AUFGABENSTELLUNG
1. Beantworten Sie anhand des Lesetexts zum Talsperrenbau diese Fragen:
(a) In welchem Jahr wurde das Staubecken von Alfeld dem Betrieb übergeben?
(b) Wie groß ist der Stauraum der Talsperren einschließlich der noch im Bau befindlichen?
(c) Welchen Teil des mittleren Jahresabflusses aller deutschen Ströme kann dieser Stauraum etwa aufspeichern?
2. Entscheiden Sie für jede Aussage, ob sie mit dem Lesetext zum Talsperrenbau übereinstimmt, und belegen Sie Ihre Antwort mit einem wörtlichen Zitat:
(a) Deutschland hat im Talsperrenbau unter den europäischen Ländern die Führung.
(b) Die Talsperren liegen überwiegend außerhalb Preußens.
(c) Im Verhältnis zum gesamten Abfluss der deutschen Flusssysteme gilt der geschaffene Stauraum bereits als groß.

Da das erste, durch eine größere Staumauer geschaffene deutsche Staubecken von Alfeld, das von Fecht in den Vogesen erbaut wurde, im Jahre 1888 dem Betrieb übergeben wurde, reicht der Talsperrenbau in Deutschland nur 25 Jahre zurück. In dieser Zeit sind im Deutschen Reiche – meist auf Anregung und nach den Entwürfen Intzes – fast ein halbes Hundert Staumauern erbaut worden, so daß Deutschland auf dem Gebiete des Talsperrenbaues heute unter den Ländern Europas die Führung besitzt. Diese überwiegend in Preußen gelegene Talsperren bilden mit den noch im Bau befindlichen einen Stauraum von rund 620 Millionen cbm, der etwa zur Aufspeicherung von 4 Tausendstel des mittleren Jahresabflusses aller deutschen Ströme ausreicht. Wenn die Größe des geschaffenen Stauraumes somit im Verhältnis zum gesamten Abfluß der deutschen Flußsysteme auch noch als bescheiden bezeichnet werden muß, so ist doch der erste wichtige Schritt auf dem Wege zum höchsten Ziele einer gesunden Wasserwirtschaft getan, der in einer möglichst weitgehenden Ausgleichung des Abflusses der Gewässer zu suchen ist. Bleibt es auch der Zukunft noch vorbehalten, den bereits geschaffenen Stauräumen viele Tausende von Millionen Kubikmeter hinzuzufügen, so ist doch das Erreichte schon von großer Bedeutung für die deutsche Wasserwirtschaft, indem durch die fertiggestellten Talsperren wenigstens die schlimmsten Schäden beseitigt und ein großer und nachhaltiger Nutzen für die verschiedensten Zweige des deutschen Wirtschaftslebens geschaffen worden ist. Die Talsperren haben ihren reichen Segen für die verschiedensten Aufgaben der Wassernutzung in gleich überzeugender Weise dargetan, wie für einen durchgreifenden Wasserschutz. Sie haben sich als eines der wichtigsten Hilfsmittel zur Hebung der gesamten Wasserwirtschaft erwiesen.

Tätigkeit des Ingenieurs.

Quelldatensätze
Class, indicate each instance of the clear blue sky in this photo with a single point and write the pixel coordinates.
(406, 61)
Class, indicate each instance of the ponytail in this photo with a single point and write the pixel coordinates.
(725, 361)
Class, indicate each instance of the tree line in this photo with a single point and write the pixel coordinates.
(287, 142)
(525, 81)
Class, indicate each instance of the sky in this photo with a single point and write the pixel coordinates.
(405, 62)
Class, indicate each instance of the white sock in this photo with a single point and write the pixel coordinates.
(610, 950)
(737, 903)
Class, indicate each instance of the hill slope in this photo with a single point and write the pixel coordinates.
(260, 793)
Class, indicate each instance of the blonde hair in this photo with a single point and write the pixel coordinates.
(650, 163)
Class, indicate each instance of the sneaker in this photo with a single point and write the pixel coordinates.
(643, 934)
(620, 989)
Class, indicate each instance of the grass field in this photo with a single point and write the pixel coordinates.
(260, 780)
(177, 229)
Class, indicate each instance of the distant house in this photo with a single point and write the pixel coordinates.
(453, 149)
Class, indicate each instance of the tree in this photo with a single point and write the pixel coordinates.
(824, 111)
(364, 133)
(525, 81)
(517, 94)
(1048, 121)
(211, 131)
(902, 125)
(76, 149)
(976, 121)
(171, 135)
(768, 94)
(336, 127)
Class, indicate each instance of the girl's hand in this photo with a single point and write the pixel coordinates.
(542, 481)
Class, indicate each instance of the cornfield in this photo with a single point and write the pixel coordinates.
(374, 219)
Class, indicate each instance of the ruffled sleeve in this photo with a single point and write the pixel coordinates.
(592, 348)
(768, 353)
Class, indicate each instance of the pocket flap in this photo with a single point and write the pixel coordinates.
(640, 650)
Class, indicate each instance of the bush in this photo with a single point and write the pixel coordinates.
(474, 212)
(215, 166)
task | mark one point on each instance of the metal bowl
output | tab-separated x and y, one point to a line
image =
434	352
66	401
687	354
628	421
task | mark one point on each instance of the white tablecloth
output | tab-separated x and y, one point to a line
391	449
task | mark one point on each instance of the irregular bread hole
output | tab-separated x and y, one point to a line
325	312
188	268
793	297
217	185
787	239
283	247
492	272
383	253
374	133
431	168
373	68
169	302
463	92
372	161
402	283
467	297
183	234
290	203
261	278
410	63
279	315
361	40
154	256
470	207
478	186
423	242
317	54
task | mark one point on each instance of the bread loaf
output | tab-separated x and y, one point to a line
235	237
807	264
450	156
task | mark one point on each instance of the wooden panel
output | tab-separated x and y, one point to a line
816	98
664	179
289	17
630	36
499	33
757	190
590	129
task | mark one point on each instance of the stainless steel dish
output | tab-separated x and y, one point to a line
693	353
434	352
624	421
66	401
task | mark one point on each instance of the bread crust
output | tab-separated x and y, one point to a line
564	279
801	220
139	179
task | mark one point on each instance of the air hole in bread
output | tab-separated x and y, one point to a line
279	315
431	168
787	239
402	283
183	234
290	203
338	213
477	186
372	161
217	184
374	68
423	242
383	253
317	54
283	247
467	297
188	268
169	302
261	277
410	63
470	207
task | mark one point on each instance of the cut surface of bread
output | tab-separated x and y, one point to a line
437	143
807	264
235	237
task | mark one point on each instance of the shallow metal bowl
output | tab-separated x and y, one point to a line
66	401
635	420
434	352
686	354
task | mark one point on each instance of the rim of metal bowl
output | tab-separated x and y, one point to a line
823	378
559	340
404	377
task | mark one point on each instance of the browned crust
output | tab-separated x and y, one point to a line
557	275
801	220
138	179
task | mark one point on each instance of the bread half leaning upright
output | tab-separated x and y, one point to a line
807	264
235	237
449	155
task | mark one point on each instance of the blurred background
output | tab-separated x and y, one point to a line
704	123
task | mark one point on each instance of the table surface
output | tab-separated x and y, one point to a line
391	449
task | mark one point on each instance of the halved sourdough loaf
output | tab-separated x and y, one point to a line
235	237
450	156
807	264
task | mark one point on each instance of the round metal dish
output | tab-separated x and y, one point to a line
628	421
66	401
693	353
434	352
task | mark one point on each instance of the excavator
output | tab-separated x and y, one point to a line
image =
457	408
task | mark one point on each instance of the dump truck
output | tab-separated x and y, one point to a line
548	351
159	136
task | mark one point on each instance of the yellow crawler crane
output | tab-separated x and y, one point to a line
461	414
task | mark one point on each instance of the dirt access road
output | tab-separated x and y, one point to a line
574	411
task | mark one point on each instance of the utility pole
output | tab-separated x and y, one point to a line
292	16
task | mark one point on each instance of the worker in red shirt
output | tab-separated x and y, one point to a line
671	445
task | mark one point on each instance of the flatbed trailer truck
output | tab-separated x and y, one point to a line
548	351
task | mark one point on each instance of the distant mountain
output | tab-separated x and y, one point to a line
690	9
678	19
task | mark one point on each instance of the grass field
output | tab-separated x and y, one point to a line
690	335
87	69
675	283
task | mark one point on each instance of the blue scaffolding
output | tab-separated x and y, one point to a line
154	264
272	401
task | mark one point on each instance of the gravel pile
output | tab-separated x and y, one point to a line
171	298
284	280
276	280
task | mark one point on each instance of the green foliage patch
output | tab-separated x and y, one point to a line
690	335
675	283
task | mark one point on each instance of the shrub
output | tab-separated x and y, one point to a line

LÖSUNGEN
1.
(a) 1888
(b) Rund 620 Millionen cbm
(c) Etwa 4 Tausendstel

2.
(a) Ja: „so daß Deutschland auf dem Gebiete des Talsperrenbaues heute unter den Ländern Europas die Führung besitzt“
(b) Nein: „Diese überwiegend in Preußen gelegene Talsperren“
(c) Nein: „im Verhältnis zum gesamten Abfluß der deutschen Flußsysteme auch noch als bescheiden bezeichnet werden muß“